■ **Action item**: Which lines in the data below contain the word "foal"? Pull each of them out.

■ **Records supplied**:
——————————
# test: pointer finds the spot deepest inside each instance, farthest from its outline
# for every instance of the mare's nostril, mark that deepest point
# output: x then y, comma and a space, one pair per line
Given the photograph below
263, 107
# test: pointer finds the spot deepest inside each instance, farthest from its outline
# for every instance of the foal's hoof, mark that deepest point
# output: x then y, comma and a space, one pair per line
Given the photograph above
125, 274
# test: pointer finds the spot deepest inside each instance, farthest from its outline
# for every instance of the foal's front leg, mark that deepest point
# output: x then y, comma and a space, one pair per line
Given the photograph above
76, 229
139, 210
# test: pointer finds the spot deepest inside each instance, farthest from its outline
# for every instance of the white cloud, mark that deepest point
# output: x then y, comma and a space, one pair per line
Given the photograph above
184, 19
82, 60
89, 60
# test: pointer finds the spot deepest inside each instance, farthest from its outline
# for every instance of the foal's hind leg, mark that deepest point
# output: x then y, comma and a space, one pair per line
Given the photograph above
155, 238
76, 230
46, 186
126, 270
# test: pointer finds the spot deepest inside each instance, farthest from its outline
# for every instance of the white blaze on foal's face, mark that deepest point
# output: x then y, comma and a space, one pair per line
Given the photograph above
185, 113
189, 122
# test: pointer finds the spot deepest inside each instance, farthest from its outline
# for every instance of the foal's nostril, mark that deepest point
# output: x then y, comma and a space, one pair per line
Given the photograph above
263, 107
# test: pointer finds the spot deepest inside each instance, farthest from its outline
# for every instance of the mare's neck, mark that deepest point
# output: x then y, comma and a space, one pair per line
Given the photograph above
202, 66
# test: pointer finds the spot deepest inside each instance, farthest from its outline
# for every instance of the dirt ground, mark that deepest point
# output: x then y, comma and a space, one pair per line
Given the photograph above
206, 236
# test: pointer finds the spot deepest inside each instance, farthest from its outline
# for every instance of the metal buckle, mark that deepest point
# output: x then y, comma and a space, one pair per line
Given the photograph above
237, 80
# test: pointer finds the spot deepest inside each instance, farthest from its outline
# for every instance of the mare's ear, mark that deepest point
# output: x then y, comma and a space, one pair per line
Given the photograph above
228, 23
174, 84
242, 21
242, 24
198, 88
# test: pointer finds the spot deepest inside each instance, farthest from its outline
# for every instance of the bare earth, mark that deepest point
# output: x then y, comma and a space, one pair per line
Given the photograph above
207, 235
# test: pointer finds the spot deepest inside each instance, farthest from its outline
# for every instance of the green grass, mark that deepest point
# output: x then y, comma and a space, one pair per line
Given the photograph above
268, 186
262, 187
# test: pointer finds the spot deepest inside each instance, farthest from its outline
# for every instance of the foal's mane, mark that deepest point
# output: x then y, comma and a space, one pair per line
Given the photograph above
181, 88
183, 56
——————————
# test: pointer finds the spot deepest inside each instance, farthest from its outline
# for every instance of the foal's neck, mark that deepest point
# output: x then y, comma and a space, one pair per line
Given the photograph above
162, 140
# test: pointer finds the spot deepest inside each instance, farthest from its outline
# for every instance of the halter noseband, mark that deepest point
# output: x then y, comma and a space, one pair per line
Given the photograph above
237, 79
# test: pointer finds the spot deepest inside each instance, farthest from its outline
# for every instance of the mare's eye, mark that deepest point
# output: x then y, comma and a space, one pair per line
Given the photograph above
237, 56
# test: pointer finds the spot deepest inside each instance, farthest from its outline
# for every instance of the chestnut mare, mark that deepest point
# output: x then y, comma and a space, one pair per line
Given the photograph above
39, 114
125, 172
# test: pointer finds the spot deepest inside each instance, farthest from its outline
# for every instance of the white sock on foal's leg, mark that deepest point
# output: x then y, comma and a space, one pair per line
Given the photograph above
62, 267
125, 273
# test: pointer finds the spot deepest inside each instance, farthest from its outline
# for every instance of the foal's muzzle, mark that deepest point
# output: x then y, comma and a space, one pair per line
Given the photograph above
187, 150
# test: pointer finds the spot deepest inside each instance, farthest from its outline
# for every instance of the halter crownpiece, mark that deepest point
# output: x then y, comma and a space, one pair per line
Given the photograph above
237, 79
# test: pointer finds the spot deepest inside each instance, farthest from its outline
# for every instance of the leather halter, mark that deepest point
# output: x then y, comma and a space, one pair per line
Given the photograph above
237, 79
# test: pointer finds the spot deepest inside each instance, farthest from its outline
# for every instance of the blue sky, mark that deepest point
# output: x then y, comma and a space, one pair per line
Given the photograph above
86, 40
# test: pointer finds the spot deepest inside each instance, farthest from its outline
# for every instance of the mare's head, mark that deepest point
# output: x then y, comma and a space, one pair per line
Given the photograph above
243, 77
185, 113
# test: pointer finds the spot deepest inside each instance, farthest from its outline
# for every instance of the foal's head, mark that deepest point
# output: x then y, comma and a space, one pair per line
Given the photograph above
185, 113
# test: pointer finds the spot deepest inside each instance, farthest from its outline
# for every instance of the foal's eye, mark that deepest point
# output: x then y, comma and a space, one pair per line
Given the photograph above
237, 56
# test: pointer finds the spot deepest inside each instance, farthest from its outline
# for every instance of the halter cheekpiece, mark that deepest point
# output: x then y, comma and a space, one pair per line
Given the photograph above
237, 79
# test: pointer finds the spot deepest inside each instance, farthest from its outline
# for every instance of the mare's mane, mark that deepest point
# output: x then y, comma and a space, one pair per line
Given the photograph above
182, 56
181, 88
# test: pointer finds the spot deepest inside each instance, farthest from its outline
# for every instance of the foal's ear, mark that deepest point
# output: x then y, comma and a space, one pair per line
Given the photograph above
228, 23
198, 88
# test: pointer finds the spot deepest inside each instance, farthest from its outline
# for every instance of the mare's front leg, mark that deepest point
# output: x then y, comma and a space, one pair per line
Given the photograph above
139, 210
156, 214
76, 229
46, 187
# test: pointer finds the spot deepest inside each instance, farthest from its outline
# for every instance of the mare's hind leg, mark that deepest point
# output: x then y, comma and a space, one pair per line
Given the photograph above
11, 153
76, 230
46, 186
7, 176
——————————
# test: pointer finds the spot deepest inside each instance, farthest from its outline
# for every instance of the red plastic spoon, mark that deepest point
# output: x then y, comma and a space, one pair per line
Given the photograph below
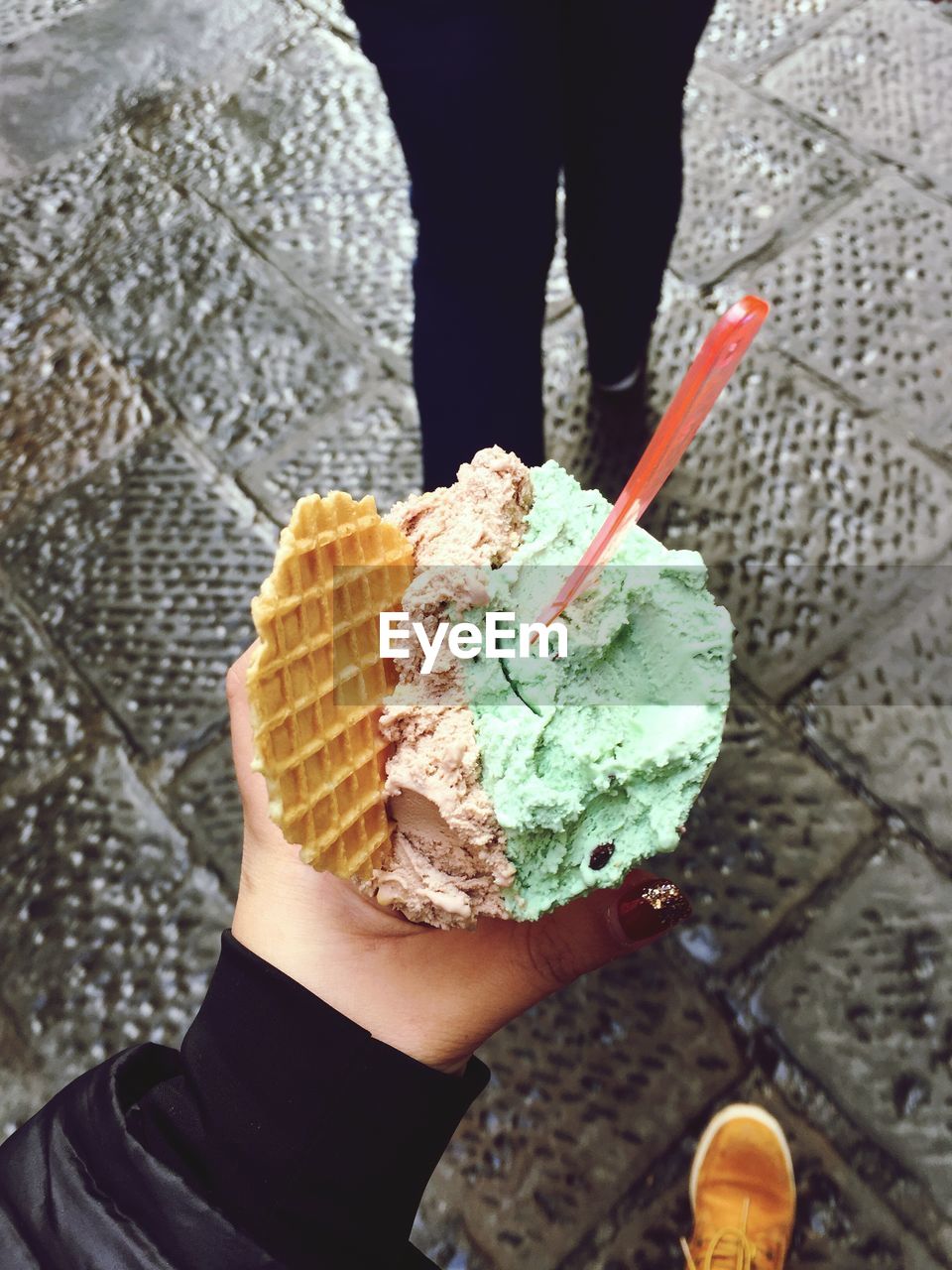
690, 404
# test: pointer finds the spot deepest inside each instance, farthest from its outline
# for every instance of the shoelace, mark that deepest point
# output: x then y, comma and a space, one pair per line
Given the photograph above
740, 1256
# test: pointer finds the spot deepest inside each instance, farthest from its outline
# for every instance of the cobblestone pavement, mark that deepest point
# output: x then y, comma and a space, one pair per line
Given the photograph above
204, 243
——————————
■ **Task output**:
# for every instance of the foal's hoof, mark that deepest point
# for every instance of the foal's front leg, mark that deepest point
# for every instance of the foal's hind leg, mark that deepest point
# for every instance of the white blaze on foal's face, mark that deepest point
# for every instance of the foal's nostril, mark that deepest point
# for every instance of the foal's mane, mark that deepest point
# for every instance of the foal's neck, mark that deepest point
# for every instance of the white sock on foal's leg, mark that deepest point
# for every instance of the foal's muzzle, mark that deepest point
# for every instance of the foal's head, mark that deepest point
# for every instance of the foal's eye, mark that deepest point
# for every instance of the foal's ear, mark that deepest point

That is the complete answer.